──────── Task inputs ────────
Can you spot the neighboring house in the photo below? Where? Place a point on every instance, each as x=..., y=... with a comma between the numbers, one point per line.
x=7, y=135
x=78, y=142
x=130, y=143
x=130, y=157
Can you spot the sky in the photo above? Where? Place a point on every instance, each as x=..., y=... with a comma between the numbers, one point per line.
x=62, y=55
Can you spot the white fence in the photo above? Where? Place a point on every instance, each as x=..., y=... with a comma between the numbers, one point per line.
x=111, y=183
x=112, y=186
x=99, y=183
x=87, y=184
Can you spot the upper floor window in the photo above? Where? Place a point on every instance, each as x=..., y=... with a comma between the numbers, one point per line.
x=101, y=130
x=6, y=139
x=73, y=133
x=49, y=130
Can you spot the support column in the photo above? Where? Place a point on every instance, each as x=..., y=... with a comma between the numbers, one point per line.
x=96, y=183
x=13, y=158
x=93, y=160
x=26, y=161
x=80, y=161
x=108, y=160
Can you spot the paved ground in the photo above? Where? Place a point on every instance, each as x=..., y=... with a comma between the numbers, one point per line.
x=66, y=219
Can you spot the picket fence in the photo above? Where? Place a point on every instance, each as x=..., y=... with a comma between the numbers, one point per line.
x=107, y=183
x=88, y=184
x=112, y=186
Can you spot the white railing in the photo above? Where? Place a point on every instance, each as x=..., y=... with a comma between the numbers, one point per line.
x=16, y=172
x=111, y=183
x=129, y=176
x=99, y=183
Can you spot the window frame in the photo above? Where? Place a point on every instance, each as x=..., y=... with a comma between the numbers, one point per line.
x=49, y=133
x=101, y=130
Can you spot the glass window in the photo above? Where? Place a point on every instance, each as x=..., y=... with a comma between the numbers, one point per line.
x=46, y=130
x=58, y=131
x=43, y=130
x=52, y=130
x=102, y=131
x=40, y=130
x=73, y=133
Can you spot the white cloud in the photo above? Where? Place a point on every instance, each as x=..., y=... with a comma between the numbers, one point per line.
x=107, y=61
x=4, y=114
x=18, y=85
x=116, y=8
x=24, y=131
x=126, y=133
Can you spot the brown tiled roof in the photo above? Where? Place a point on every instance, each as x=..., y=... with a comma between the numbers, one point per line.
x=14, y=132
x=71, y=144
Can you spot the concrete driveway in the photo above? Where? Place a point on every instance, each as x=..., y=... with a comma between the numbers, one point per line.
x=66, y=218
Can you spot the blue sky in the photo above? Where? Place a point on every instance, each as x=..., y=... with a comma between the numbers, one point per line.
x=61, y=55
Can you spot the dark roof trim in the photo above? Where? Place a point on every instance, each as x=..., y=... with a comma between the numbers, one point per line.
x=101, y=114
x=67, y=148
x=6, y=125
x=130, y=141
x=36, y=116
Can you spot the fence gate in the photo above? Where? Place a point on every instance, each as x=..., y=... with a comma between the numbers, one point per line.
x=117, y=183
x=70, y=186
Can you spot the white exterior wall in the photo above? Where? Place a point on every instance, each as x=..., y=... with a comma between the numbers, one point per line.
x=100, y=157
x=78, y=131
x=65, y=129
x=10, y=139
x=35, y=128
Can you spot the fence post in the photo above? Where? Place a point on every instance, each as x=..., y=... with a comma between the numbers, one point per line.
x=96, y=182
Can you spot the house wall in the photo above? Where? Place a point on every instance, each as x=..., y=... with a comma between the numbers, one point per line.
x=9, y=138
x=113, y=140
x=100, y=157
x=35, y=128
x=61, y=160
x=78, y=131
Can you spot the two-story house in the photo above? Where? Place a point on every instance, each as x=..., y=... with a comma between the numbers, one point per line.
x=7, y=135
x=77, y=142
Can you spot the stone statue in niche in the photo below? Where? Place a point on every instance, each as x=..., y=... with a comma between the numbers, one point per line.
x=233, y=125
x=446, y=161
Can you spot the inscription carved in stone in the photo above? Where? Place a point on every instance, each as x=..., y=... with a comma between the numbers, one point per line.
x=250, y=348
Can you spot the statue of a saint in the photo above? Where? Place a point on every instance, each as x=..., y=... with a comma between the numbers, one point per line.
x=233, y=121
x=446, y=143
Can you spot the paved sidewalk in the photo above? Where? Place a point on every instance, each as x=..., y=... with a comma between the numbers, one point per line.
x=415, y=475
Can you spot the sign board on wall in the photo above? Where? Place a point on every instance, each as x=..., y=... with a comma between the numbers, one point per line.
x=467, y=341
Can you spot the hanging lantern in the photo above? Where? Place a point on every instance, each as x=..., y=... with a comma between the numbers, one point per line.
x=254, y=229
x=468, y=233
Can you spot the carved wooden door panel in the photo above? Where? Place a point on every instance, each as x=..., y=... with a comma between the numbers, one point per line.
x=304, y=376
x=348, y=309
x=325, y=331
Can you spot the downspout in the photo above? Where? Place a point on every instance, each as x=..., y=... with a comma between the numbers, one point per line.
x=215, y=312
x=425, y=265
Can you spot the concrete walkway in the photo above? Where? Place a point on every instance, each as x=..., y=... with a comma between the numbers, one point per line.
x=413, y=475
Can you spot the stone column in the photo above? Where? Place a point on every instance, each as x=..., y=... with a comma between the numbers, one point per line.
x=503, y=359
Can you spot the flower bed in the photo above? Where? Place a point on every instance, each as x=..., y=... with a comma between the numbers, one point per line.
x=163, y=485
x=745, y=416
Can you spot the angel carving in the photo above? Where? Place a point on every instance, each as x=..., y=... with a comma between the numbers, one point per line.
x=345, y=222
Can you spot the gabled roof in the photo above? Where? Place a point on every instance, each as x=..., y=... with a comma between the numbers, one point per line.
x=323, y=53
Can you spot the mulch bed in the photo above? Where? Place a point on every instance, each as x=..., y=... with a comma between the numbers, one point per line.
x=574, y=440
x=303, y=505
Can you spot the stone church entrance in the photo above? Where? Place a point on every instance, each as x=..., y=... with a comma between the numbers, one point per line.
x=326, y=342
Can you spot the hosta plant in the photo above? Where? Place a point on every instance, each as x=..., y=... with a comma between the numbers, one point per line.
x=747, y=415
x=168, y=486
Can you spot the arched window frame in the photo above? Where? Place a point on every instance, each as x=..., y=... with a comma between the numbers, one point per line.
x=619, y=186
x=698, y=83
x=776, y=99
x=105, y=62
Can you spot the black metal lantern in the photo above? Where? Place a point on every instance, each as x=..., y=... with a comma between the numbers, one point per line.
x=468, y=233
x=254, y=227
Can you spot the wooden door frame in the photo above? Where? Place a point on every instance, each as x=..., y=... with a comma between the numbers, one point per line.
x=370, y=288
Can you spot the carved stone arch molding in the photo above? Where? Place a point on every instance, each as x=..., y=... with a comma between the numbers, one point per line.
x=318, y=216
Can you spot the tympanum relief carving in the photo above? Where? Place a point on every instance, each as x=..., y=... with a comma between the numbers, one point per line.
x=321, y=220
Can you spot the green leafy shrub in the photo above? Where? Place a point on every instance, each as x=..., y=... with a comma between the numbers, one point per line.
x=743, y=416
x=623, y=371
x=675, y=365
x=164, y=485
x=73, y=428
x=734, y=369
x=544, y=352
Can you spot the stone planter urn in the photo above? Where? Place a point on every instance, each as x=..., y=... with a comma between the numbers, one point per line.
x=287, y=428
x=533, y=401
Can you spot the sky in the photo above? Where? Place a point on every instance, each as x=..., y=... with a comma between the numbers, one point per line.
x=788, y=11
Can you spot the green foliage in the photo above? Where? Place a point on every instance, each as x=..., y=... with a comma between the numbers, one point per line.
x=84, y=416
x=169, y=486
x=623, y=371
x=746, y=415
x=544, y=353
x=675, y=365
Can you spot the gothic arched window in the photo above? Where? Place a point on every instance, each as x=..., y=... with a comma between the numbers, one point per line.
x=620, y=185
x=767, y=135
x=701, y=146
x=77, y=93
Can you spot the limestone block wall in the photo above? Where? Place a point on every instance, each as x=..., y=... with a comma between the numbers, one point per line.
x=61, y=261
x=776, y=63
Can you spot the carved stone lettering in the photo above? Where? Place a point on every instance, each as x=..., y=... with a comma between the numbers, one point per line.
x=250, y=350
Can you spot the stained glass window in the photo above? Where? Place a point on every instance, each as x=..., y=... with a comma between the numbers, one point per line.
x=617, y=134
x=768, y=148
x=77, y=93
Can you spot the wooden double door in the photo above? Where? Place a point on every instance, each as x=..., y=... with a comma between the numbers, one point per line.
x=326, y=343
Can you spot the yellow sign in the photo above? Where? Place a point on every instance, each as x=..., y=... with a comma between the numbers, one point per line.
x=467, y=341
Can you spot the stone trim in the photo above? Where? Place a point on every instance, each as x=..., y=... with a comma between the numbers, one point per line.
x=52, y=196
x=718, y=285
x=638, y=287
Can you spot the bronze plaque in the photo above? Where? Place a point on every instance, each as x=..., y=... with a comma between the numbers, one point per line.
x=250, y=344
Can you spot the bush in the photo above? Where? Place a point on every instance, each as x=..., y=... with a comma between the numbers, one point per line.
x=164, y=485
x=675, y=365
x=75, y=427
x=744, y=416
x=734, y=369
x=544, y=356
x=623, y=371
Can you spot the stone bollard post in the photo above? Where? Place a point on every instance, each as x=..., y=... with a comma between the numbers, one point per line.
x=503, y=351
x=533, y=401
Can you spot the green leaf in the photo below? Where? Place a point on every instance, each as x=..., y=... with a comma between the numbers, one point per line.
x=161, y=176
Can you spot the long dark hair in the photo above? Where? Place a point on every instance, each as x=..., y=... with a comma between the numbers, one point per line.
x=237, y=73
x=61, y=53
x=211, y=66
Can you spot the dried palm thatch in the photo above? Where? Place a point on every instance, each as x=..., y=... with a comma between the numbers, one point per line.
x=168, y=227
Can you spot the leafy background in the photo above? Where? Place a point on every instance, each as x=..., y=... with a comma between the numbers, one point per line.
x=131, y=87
────────
== What is needed ==
Write out everything in the listing from the line containing "Can you spot the carved stone arch" down to the line containing "x=321, y=220", both included, with each line unchanged.

== Expected answer ==
Can you spot the carved stone arch molding in the photo above? Where? Place a point on every instance, each as x=..., y=... with a comma between the numbers, one point per line.
x=318, y=216
Can you spot the tympanum relief carving in the photo above? Where? Place a point on every instance, each as x=..., y=... with a comma between the numbers, one point per line.
x=321, y=220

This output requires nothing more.